*EXERCISE*. Copy out, word for word, the stretch of the records below from the line containing "One pin per instance of the windmill, set" through the line containing "<point>128,37</point>", including both of those lines. Omit the pictures.

*RECORDS TO PROCESS*.
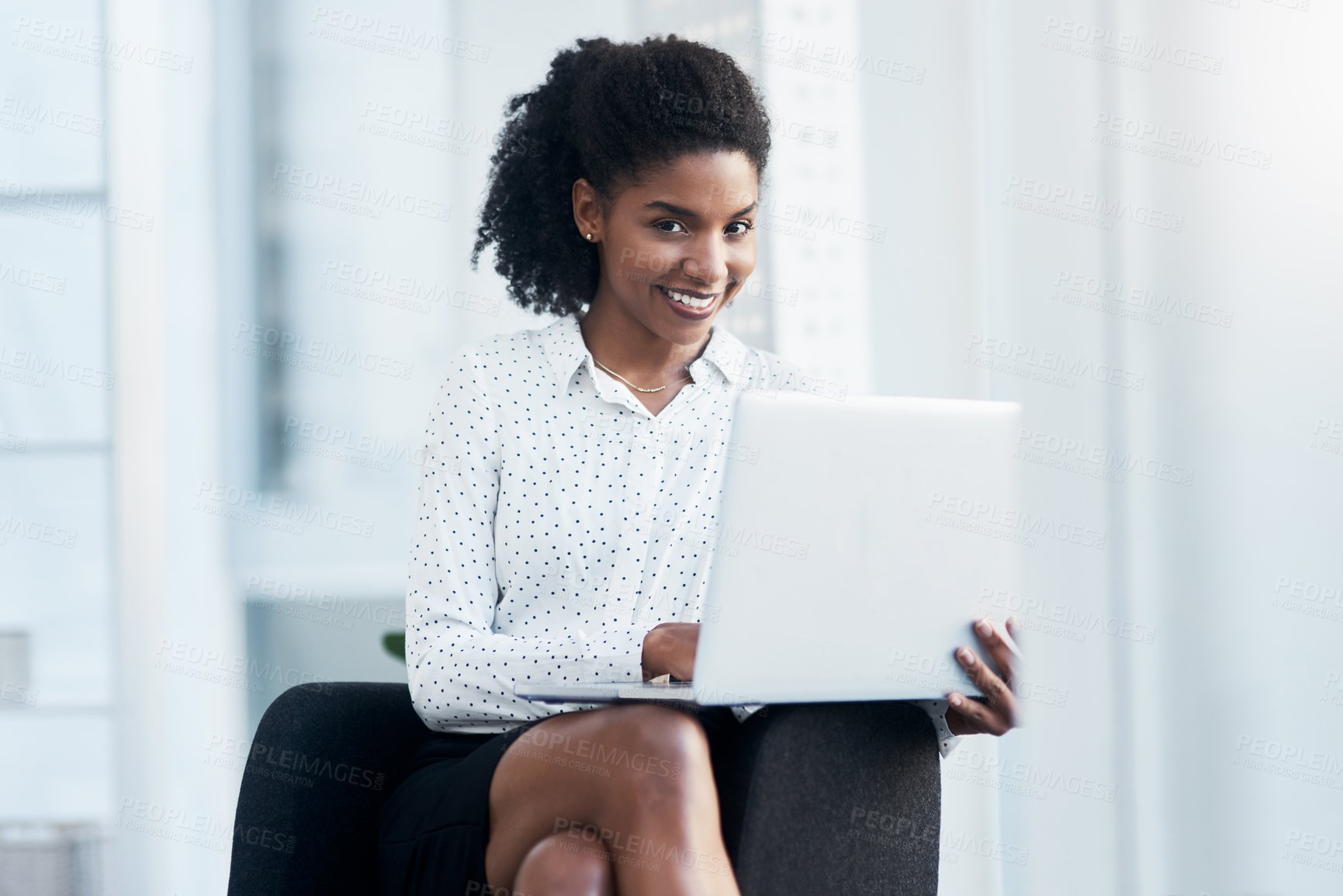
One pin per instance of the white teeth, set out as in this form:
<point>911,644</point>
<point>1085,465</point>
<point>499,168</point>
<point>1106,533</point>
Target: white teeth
<point>689,300</point>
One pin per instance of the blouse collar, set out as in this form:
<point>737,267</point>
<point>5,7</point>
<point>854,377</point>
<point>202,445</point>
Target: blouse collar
<point>566,351</point>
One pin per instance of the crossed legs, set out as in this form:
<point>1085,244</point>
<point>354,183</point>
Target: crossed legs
<point>618,800</point>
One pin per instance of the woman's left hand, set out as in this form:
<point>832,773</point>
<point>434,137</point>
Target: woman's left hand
<point>998,715</point>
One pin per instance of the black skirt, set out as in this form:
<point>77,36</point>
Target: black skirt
<point>434,828</point>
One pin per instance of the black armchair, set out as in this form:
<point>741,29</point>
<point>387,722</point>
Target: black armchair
<point>822,798</point>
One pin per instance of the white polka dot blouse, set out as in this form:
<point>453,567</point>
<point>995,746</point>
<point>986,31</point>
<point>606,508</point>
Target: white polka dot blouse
<point>559,521</point>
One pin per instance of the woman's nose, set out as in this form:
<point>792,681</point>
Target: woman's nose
<point>708,265</point>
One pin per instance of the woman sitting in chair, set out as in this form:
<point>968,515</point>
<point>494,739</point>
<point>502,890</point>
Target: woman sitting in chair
<point>569,479</point>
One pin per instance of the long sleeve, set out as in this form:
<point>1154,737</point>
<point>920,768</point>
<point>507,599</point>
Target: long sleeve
<point>461,669</point>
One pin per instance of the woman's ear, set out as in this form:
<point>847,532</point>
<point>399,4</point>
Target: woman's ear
<point>587,211</point>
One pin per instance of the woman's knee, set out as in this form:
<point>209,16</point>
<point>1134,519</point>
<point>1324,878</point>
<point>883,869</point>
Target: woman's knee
<point>566,866</point>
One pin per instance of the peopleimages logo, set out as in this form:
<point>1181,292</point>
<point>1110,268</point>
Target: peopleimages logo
<point>1060,200</point>
<point>1009,524</point>
<point>1045,365</point>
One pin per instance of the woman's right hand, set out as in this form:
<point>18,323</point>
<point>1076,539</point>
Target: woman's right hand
<point>669,649</point>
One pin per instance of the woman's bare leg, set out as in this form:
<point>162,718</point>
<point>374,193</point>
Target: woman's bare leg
<point>555,868</point>
<point>634,780</point>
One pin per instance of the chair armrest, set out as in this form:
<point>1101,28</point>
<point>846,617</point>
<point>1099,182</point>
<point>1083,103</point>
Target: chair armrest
<point>325,758</point>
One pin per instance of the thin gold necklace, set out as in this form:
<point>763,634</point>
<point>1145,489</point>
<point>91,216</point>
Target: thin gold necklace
<point>639,389</point>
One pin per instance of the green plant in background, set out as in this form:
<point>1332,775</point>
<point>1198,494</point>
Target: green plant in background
<point>394,642</point>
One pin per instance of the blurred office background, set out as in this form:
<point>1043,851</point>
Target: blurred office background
<point>234,249</point>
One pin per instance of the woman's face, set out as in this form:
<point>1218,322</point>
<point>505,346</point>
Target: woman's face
<point>679,246</point>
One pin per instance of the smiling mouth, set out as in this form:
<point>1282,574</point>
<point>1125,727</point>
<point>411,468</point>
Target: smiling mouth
<point>691,299</point>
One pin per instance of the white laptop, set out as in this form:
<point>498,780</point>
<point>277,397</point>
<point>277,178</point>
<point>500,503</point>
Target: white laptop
<point>857,539</point>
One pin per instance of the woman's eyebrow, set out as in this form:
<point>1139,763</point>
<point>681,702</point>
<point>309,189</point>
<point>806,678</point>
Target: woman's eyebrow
<point>687,213</point>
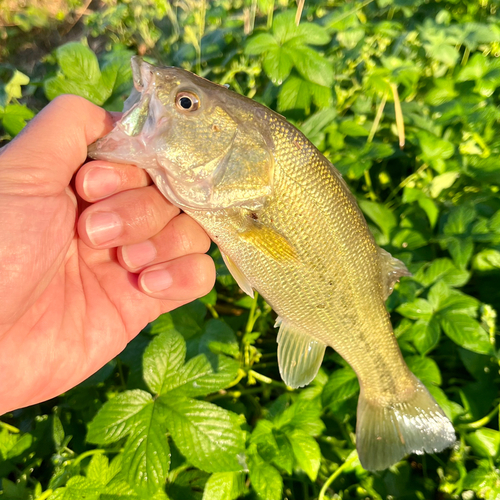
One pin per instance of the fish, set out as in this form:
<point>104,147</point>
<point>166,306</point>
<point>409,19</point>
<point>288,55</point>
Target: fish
<point>289,228</point>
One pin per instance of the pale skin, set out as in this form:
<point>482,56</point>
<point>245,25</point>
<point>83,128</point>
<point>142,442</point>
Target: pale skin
<point>88,255</point>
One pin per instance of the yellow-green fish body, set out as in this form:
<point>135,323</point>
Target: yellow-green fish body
<point>288,227</point>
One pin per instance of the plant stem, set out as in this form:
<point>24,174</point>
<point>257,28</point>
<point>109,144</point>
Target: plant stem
<point>350,459</point>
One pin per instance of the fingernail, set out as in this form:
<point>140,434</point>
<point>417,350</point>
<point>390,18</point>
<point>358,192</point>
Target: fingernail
<point>139,254</point>
<point>103,227</point>
<point>156,281</point>
<point>100,182</point>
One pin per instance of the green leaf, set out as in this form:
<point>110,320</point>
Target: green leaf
<point>380,214</point>
<point>14,118</point>
<point>425,369</point>
<point>208,436</point>
<point>342,384</point>
<point>485,442</point>
<point>77,61</point>
<point>202,375</point>
<point>303,415</point>
<point>418,309</point>
<point>307,453</point>
<point>487,260</point>
<point>425,335</point>
<point>223,486</point>
<point>146,456</point>
<point>313,66</point>
<point>277,64</point>
<point>118,417</point>
<point>163,358</point>
<point>260,44</point>
<point>265,479</point>
<point>466,332</point>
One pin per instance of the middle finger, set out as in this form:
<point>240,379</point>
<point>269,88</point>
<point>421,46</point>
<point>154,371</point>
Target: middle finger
<point>125,218</point>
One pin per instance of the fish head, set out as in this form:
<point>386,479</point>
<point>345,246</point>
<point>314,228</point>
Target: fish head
<point>204,146</point>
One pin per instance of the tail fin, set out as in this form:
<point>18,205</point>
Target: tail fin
<point>385,434</point>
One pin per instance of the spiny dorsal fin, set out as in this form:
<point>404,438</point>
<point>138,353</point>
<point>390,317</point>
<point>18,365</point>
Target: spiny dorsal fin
<point>240,278</point>
<point>392,270</point>
<point>299,356</point>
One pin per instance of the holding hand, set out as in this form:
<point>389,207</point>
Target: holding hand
<point>84,266</point>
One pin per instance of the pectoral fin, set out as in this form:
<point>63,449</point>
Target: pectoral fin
<point>392,270</point>
<point>299,356</point>
<point>270,242</point>
<point>240,278</point>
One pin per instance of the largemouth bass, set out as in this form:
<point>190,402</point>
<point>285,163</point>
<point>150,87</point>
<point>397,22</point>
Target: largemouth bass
<point>288,227</point>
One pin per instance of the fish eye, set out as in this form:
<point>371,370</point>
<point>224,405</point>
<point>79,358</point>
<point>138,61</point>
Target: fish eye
<point>187,101</point>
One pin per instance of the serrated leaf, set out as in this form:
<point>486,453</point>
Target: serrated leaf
<point>223,486</point>
<point>381,215</point>
<point>418,309</point>
<point>208,436</point>
<point>485,442</point>
<point>303,415</point>
<point>342,384</point>
<point>277,64</point>
<point>162,360</point>
<point>307,453</point>
<point>313,66</point>
<point>146,456</point>
<point>466,332</point>
<point>118,417</point>
<point>265,479</point>
<point>425,369</point>
<point>202,375</point>
<point>425,335</point>
<point>259,44</point>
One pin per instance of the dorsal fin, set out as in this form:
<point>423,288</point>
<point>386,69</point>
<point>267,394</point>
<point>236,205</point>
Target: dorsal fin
<point>392,270</point>
<point>299,356</point>
<point>239,277</point>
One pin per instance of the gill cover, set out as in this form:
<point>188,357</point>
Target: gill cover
<point>208,158</point>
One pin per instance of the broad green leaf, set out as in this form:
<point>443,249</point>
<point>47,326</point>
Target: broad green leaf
<point>277,64</point>
<point>487,260</point>
<point>307,453</point>
<point>425,335</point>
<point>118,417</point>
<point>265,479</point>
<point>312,66</point>
<point>485,442</point>
<point>146,456</point>
<point>13,86</point>
<point>202,375</point>
<point>77,61</point>
<point>223,486</point>
<point>418,309</point>
<point>260,44</point>
<point>466,332</point>
<point>380,214</point>
<point>342,384</point>
<point>162,360</point>
<point>208,436</point>
<point>353,129</point>
<point>303,415</point>
<point>14,118</point>
<point>442,182</point>
<point>425,369</point>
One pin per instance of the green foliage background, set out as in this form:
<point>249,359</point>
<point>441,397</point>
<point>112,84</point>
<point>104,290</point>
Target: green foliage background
<point>194,408</point>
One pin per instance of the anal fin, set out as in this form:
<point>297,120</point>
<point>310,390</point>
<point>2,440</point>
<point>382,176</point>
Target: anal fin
<point>239,277</point>
<point>392,270</point>
<point>299,356</point>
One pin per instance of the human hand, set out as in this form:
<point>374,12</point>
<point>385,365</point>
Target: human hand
<point>79,280</point>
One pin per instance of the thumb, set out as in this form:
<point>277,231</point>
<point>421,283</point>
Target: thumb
<point>44,157</point>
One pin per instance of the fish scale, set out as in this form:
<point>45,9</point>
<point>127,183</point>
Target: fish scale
<point>288,227</point>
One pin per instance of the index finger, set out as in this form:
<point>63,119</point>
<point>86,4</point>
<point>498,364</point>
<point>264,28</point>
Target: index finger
<point>44,157</point>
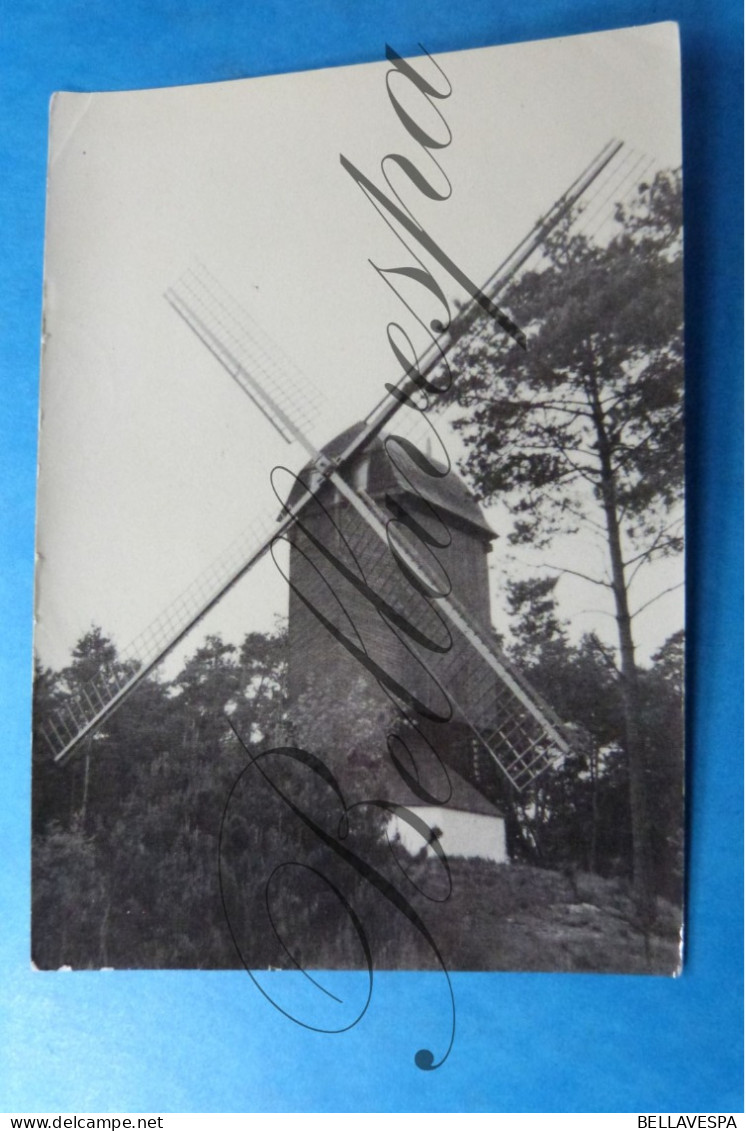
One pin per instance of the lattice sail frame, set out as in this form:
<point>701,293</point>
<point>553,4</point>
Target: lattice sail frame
<point>523,723</point>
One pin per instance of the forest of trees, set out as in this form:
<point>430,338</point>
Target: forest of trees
<point>159,845</point>
<point>127,852</point>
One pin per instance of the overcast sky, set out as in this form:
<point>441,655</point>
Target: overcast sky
<point>152,459</point>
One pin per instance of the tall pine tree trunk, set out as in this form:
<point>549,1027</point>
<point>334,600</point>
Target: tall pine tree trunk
<point>634,740</point>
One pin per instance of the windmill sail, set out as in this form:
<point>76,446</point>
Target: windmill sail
<point>504,713</point>
<point>86,710</point>
<point>518,724</point>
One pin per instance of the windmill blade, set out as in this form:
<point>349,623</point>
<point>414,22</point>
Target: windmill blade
<point>96,700</point>
<point>504,713</point>
<point>282,395</point>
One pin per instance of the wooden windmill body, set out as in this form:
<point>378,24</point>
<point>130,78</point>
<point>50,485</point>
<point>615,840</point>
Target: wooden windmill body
<point>431,639</point>
<point>319,666</point>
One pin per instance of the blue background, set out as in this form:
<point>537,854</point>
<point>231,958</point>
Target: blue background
<point>175,1042</point>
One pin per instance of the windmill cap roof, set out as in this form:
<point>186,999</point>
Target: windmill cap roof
<point>447,492</point>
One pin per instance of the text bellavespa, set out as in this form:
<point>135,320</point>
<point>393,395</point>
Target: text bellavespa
<point>701,1122</point>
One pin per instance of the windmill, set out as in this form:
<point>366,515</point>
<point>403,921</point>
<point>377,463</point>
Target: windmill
<point>505,718</point>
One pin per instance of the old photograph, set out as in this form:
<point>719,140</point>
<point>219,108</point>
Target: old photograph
<point>360,609</point>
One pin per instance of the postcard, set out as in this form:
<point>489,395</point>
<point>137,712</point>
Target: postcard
<point>360,549</point>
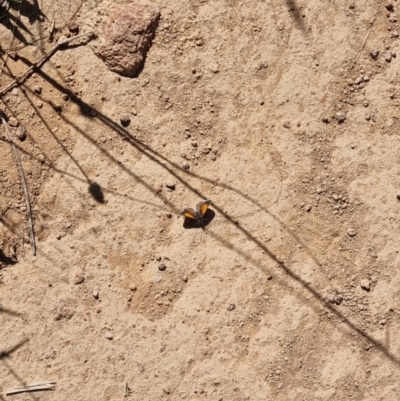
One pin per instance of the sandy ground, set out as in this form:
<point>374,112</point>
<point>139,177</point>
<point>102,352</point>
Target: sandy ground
<point>285,115</point>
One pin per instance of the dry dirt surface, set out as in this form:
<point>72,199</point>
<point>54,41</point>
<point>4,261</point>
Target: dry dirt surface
<point>285,114</point>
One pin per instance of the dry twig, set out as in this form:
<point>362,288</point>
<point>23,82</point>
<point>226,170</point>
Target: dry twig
<point>22,77</point>
<point>23,181</point>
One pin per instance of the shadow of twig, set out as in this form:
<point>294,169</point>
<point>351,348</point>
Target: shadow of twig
<point>173,169</point>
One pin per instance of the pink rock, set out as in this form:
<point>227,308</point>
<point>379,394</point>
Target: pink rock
<point>128,37</point>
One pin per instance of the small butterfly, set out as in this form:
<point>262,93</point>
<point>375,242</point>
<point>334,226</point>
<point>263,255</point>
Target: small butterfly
<point>198,213</point>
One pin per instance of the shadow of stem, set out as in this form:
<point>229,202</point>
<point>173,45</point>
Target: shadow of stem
<point>175,170</point>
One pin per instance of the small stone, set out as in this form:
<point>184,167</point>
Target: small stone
<point>338,299</point>
<point>13,122</point>
<point>351,232</point>
<point>340,117</point>
<point>125,120</point>
<point>73,27</point>
<point>214,67</point>
<point>374,53</point>
<point>57,107</point>
<point>388,57</point>
<point>358,80</point>
<point>389,6</point>
<point>365,284</point>
<point>21,134</point>
<point>79,278</point>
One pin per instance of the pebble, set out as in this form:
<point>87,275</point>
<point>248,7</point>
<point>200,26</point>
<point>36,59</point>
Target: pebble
<point>340,117</point>
<point>125,120</point>
<point>351,232</point>
<point>389,6</point>
<point>79,278</point>
<point>73,27</point>
<point>170,185</point>
<point>13,122</point>
<point>21,134</point>
<point>374,53</point>
<point>388,57</point>
<point>365,284</point>
<point>214,67</point>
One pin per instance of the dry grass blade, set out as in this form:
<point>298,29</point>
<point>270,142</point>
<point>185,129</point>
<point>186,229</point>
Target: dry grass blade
<point>32,387</point>
<point>23,181</point>
<point>22,77</point>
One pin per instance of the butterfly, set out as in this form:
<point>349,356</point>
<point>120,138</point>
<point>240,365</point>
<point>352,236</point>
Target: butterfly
<point>198,213</point>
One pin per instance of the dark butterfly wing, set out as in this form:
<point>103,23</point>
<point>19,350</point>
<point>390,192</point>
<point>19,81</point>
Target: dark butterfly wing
<point>202,207</point>
<point>189,213</point>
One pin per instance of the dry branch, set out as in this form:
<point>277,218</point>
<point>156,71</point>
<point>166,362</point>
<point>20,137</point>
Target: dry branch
<point>23,182</point>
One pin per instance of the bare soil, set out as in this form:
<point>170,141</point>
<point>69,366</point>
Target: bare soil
<point>285,114</point>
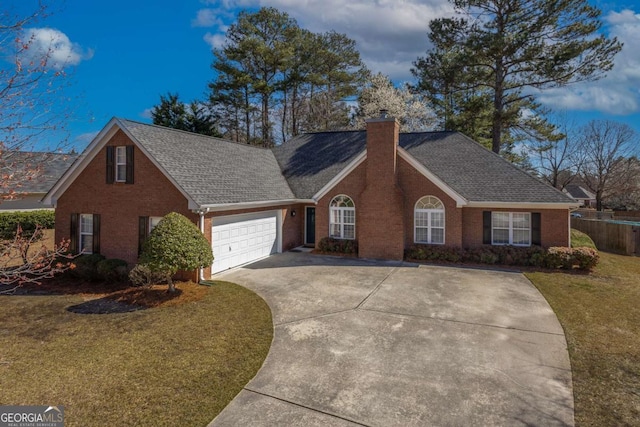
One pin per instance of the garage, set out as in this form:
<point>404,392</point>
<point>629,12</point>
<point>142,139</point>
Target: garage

*RESULT OF THIS EXERCISE*.
One pin per instance of the windmill, set out as in this form:
<point>366,515</point>
<point>403,921</point>
<point>377,463</point>
Target: windmill
<point>505,718</point>
One pin per instance of the old photograph, set out as in this form:
<point>719,140</point>
<point>219,108</point>
Target: old photograph
<point>360,609</point>
One pin per instance of the postcard, set out as in this form:
<point>489,395</point>
<point>137,712</point>
Target: postcard
<point>360,549</point>
One pin per instance of the sandy ground, set out as in this form:
<point>374,112</point>
<point>139,177</point>
<point>102,352</point>
Target: sandy ground
<point>285,115</point>
One pin per instance of the dry dirt surface, set out as in this form:
<point>72,199</point>
<point>54,41</point>
<point>4,261</point>
Target: dry dirt surface
<point>285,114</point>
One pin per instance of the dry twig, set out as in this form:
<point>362,288</point>
<point>23,82</point>
<point>226,170</point>
Target: dry twig
<point>22,77</point>
<point>23,181</point>
One pin per instance of the shadow of twig, set out as in this form:
<point>294,169</point>
<point>351,348</point>
Target: shadow of twig
<point>173,169</point>
One pin per instance of the pink rock, set out as in this form:
<point>227,308</point>
<point>379,394</point>
Target: pink rock
<point>128,37</point>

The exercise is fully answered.